• What is expected:
Could you reproduce every item below word for word, points included, while leaving out the pictures?

• Record list:

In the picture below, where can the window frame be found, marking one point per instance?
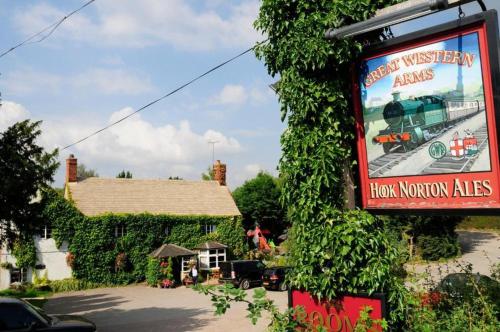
(120, 231)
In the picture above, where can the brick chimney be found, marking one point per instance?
(71, 165)
(220, 173)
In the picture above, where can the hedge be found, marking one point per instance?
(95, 248)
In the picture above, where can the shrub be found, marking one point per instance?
(71, 284)
(42, 283)
(436, 247)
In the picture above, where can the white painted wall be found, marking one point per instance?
(47, 254)
(53, 258)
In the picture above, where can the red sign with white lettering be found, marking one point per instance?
(427, 125)
(341, 314)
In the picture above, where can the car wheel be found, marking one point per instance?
(245, 284)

• Final answer:
In the picture below, where can the window frame be found, marking one point per instance?
(120, 231)
In the picture above, where can the brick chimney be found, marking one point per instance?
(71, 165)
(220, 173)
In the picture above, where can the hedge be found, marking one point per instance?
(95, 248)
In the picture above, where can the shrub be found, marking one point per instance?
(71, 284)
(42, 283)
(436, 247)
In the picture above, where can the white painted wall be found, marking one point per instance?
(47, 254)
(53, 258)
In the picture above, where can the red sign with white lettering be found, marking one point per instance?
(427, 125)
(341, 314)
In the picture above, where can the car wheel be found, marking one point per instance?
(245, 284)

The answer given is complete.